Task goal – Every line in the listing is to be echoed verbatim.

Data items
- - -

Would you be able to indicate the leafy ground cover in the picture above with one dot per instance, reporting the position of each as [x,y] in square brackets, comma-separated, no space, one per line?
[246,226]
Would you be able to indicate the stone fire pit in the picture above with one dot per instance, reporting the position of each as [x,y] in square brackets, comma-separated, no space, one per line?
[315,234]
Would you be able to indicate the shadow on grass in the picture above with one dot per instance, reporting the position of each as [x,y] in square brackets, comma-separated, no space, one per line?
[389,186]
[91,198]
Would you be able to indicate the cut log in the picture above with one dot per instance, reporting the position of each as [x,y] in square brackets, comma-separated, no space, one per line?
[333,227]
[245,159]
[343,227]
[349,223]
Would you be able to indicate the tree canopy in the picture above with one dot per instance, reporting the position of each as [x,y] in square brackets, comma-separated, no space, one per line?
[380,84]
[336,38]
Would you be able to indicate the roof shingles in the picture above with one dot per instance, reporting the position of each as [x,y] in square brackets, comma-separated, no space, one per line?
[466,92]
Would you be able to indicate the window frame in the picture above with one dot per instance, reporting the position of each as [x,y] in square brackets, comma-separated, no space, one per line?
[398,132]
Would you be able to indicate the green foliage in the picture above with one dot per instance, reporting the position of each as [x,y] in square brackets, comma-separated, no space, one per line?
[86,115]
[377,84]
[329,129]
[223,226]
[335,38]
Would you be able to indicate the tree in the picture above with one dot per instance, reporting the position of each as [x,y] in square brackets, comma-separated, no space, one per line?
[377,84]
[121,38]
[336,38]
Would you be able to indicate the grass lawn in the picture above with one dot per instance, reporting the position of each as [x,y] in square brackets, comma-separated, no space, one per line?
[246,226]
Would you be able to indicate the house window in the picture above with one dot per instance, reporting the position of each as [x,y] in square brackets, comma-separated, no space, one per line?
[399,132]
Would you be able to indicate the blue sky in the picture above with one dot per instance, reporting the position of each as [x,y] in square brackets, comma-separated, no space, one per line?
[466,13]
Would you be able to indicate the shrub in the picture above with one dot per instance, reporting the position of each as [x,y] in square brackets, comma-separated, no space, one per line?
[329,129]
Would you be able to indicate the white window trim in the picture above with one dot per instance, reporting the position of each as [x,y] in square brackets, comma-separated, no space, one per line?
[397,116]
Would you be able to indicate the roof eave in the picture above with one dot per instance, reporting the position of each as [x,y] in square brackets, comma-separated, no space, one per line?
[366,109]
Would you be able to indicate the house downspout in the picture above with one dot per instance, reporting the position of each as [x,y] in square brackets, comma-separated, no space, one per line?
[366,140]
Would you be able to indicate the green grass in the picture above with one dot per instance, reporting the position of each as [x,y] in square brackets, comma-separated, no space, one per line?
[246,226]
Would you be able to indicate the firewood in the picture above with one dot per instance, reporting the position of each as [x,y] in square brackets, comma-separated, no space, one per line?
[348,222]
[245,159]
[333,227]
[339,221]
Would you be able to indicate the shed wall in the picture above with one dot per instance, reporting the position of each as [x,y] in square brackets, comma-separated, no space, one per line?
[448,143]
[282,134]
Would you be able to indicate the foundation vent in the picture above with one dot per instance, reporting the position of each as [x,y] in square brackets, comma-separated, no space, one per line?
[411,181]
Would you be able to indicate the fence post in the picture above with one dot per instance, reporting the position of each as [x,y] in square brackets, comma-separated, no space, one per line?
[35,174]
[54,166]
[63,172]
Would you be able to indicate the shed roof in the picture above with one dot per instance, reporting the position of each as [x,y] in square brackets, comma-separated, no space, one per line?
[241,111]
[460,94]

- - -

Final result –
Would you be able to indicate the leafy ground cover in the picture above with one dot per instance, reporting the position of each as [x,y] in square brackets, comma-separated, no space, one per line?
[246,226]
Would you be able to indicate the stone fire pit in the picture above with one dot per instance, reporting the position of each as [x,y] in square brackets, comma-separated, no space, one per line?
[315,234]
Would you be able to indicate the shadow on grass in the picture above with one dot per instance, reporting the position of each as [x,y] in square brackets, comma-separated, no space, one per line?
[389,186]
[91,198]
Would you be able to indicate the cut log in the picture above with one dot per instance, reporting the position of each as [x,y] in square brackets, comma-separated, no space, one per line?
[333,227]
[245,159]
[343,227]
[349,223]
Would you be able to indicate the tree canopy in the picture above with one dot per instance, reporting the position of each as [x,y] in square brackets, comma-separated, no space, one per line?
[380,84]
[336,38]
Would you be able to indicate the roof shingles in the picture above with one dot per instance, reporting the position of each as [x,y] in square brackets, comma-separated, no space, one per line?
[466,92]
Would you be able to indicate the window frame in the picture above with one dot per instance, reporting the position of each as [x,y] in square brackets, comma-separated, no space, one per line?
[398,132]
Would you be able to indicate the green foliage in the picture above with one dot per instance, reporting the position of each as [x,y] in square brackets, comma-separated, no space, one per line?
[86,115]
[377,84]
[329,129]
[223,226]
[335,38]
Would you be able to indicate the tree in the picture above with one dot per instance, reporting the position of each as [x,y] in square brackets, comma-separated, no space, one per line?
[377,84]
[121,38]
[336,38]
Would you be able to indicate the grass lawn in the picture above with one dot per instance, reporting the position of each as [x,y] in square brackets, comma-separated, no space, one per line?
[246,226]
Would you be able to indicate the house window in the picture above with one dot per instance, reporting the position of each as [x,y] in square brackets, comma-separated, no space, one per line?
[399,132]
Would you be able to indicate the blue sky in the picture above with one dot per instance, reporting the position of each as [x,y] in square brackets, comma-separated, no space, one per line?
[466,13]
Would you be able to indicate the shrub in the picture above with one dot per instance, reporting the position of each as [x,y] in square brackets, comma-separated, no space, one per line?
[329,129]
Would you be able to indicate the white window trim in the picture above with one dot per instance, reporting the position of each as [x,y] in square brackets, comma-separated, no space, one per line?
[397,116]
Would you be able to indicate the roof eave in the picture above with one dot per instance, reporting the position of each as [x,y] in square brackets, comma-separated, no space, one per line?
[366,109]
Would you be able to indicate the house downspout in the picture above with one dot per instance, reporting the position of each as [x,y] in square brackets, comma-separated, no space, one per line?
[366,140]
Would you be able to indicate the green grass in the picture above with one dot per instance, reporting the position of each as [x,y] in square brackets, comma-separated, no space, one per line?
[246,226]
Would you be able to indicate the firewood in the picture above with one dot per instance, reporting the position of each as [x,y] in square brackets, comma-separated, no space, one per line?
[348,222]
[245,159]
[333,227]
[339,221]
Would you be able to indicate the shed wall in the picture above with one dot per instance, reporting the position of each as [x,y] in square brackets, comma-separated, no space, one per line?
[448,143]
[282,134]
Would you be able to indicate the foundation vent in the picture above with one dot per instance, reporting the position of each as [x,y] in square brackets, comma-separated, no space, one per line?
[411,181]
Would you be able to indicate the fence post in the picture above with one dot per instance, reporting the position of each as [x,y] in square brackets, comma-separated, no space, one per line?
[35,174]
[54,166]
[63,172]
Would you be able to indicate the shed roof in the picture above with one dot per instance, reporting the position of each as [x,y] in square brackets, comma-separated, no space, one per line?
[241,111]
[460,94]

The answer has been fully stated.